## Exercise material
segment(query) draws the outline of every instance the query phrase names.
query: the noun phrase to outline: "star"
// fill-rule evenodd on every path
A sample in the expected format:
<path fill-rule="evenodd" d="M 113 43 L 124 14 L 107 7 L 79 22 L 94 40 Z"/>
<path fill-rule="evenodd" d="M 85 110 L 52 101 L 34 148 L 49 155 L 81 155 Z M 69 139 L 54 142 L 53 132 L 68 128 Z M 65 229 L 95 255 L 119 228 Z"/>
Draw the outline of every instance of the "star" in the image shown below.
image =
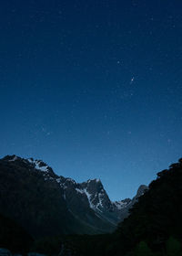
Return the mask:
<path fill-rule="evenodd" d="M 135 78 L 133 77 L 130 80 L 130 84 L 132 84 L 134 82 Z"/>

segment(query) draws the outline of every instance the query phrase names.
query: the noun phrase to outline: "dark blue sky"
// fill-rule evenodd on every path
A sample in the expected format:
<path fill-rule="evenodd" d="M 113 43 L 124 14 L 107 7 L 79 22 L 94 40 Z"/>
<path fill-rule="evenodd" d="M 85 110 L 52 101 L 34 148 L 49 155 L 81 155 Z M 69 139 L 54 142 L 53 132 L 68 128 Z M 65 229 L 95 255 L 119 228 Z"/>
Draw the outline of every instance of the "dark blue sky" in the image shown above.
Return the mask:
<path fill-rule="evenodd" d="M 109 197 L 182 156 L 182 2 L 0 4 L 0 155 L 43 159 Z"/>

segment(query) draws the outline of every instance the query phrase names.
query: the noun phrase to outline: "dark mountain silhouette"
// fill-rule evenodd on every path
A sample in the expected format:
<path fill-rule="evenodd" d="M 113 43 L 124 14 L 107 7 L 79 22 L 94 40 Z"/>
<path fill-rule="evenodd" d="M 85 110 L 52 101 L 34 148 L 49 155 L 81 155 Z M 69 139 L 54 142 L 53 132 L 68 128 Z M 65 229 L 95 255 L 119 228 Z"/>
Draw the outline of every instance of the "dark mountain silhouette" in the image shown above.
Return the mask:
<path fill-rule="evenodd" d="M 112 202 L 99 179 L 79 184 L 41 160 L 0 160 L 0 213 L 35 238 L 112 232 L 133 200 Z"/>

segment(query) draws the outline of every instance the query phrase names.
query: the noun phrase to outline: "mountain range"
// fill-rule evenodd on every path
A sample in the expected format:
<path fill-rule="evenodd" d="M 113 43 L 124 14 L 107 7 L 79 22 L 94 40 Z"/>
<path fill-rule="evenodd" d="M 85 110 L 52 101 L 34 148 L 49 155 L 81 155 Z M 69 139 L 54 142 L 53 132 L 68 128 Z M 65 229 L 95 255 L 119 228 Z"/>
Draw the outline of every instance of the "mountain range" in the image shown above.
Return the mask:
<path fill-rule="evenodd" d="M 142 185 L 132 199 L 113 202 L 100 179 L 76 183 L 41 160 L 0 159 L 0 214 L 34 238 L 112 232 L 147 189 Z"/>

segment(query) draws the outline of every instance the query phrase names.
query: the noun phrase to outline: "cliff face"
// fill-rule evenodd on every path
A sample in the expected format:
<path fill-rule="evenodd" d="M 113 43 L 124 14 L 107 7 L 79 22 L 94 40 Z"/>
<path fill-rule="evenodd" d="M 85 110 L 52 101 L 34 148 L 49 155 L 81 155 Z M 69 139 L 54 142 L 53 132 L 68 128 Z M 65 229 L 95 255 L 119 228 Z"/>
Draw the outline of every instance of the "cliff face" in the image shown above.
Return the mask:
<path fill-rule="evenodd" d="M 99 179 L 79 184 L 41 160 L 0 160 L 0 213 L 34 237 L 111 232 L 136 197 L 112 202 Z"/>

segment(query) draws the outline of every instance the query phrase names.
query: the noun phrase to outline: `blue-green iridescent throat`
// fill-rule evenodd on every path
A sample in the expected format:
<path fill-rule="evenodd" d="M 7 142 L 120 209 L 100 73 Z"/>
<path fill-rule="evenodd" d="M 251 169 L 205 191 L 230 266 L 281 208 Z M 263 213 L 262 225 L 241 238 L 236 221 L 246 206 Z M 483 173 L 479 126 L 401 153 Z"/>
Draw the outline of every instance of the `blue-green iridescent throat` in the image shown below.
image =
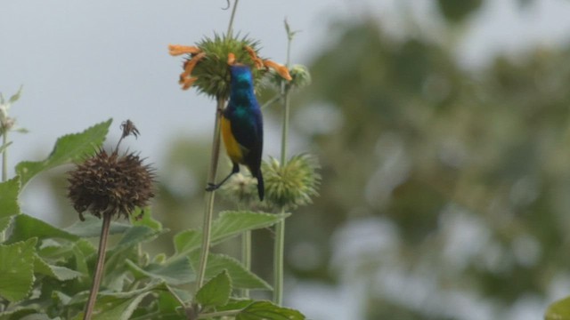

## Objective
Please list each line above that contains the string "mountain". Case matters.

## Final answer
query: the noun phrase to outline: "dark mountain silhouette"
Draw the outline of every instance of the "dark mountain silhouette" in the image shown above.
query: the noun phrase to outline: "mountain range"
Draw the outline of every instance of the "mountain range" in the image shown above.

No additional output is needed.